[TASK DETAILS] The required answer is an exact copy of the records below, without pictures.

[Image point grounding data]
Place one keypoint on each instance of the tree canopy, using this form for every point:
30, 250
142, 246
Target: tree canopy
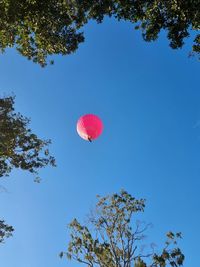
110, 238
19, 146
39, 28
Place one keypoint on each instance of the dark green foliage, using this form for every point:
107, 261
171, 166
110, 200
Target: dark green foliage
38, 28
19, 147
110, 238
5, 231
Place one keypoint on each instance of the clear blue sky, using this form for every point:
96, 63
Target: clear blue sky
148, 98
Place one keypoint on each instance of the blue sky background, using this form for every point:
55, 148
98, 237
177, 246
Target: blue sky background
148, 98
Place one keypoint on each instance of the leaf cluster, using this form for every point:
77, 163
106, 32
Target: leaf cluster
110, 239
39, 28
19, 146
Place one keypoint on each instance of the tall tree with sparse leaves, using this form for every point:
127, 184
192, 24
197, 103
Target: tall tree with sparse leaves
111, 238
39, 28
19, 146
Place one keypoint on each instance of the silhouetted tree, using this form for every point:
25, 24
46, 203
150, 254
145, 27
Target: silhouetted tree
111, 239
38, 28
19, 146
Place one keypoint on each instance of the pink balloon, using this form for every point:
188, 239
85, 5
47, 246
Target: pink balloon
89, 127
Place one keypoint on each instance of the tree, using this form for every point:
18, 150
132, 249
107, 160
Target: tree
39, 28
5, 231
19, 146
110, 240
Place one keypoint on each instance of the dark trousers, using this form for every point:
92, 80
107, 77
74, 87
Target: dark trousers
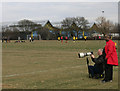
108, 72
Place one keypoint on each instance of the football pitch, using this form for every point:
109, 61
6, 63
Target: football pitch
49, 64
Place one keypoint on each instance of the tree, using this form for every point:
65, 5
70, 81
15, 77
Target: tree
104, 25
76, 23
27, 25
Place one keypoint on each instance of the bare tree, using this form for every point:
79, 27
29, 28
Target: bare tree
104, 25
76, 23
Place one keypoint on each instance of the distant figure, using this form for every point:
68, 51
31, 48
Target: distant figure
99, 37
30, 39
85, 38
58, 38
66, 39
74, 38
62, 39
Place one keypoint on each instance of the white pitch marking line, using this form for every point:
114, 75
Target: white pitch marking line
12, 75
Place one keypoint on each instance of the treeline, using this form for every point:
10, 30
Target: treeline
71, 26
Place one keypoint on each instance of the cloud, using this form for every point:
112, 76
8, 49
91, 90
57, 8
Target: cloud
55, 11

[SOLUTION TO THIS TASK]
Place one keypoint on each instance of the tree canopy, using this form for every point:
30, 250
142, 246
Target: tree canopy
110, 238
19, 146
39, 28
Place one keypoint on each instance of the dark green foliage, using this form for every point:
107, 261
171, 166
110, 200
Target: dark green foliage
38, 28
19, 147
110, 238
5, 231
Place one keypoint on each instance of the clear blue sky, using this form for every point:
96, 63
Target: clear blue sky
148, 98
Place one keypoint on each instance of the blue sky background, using this form for every point:
55, 148
98, 237
177, 246
Target: blue sky background
148, 98
Place one keypoint on each instance of the leaf cluster, using this form for every point:
77, 163
106, 32
Target: leaf cluster
110, 239
39, 28
19, 146
Place one keypoint on each instance of the tall tree with sparse leaves, using this form for every point:
127, 184
192, 24
197, 103
Target: tall tree with sparse leaves
111, 238
39, 28
19, 146
Place one keypoint on each instance of the silhouetted tree, using this form for every point:
25, 24
46, 203
150, 254
145, 27
Target: silhouetted tree
111, 239
38, 28
19, 146
Place one keypoint on each instance of the pink balloon, using this form for every point:
188, 239
85, 5
47, 246
Target: pink balloon
89, 127
Place one keypoint on each instance of the tree, using this form for every point:
18, 150
132, 249
107, 160
Target: tree
39, 28
5, 231
19, 146
110, 240
Place one keypoint on each instance of the dark trousers, using this form for every point:
92, 80
107, 77
74, 87
Target: dark trousers
108, 72
Place one keypoint on each instance of the football pitch, using this form for every point:
109, 61
6, 63
Target: football pitch
49, 64
Place one keypoint on each instance of the tree, using this form for every point:
65, 5
70, 81
15, 77
Target: tree
104, 25
76, 23
27, 25
Place one keypoint on each instance of the bare tree, using this form for every point:
79, 27
29, 28
Target: bare tree
104, 25
76, 23
Place one keypoint on each instance of the distant figure, using this form for every point:
68, 51
31, 48
Target: distant figure
99, 37
30, 39
85, 38
58, 38
66, 39
74, 38
62, 39
Place one keypoint on each instance of the white pitch marking line, using this form for every point:
114, 75
Target: white pitch marking line
12, 75
Place one keypoint on each instance of the treeline, using this form for every point:
10, 30
Target: treeline
71, 26
Place one keypoint on each instance of the cloud, using this form for every point:
112, 76
8, 49
91, 90
57, 8
Target: cloud
55, 11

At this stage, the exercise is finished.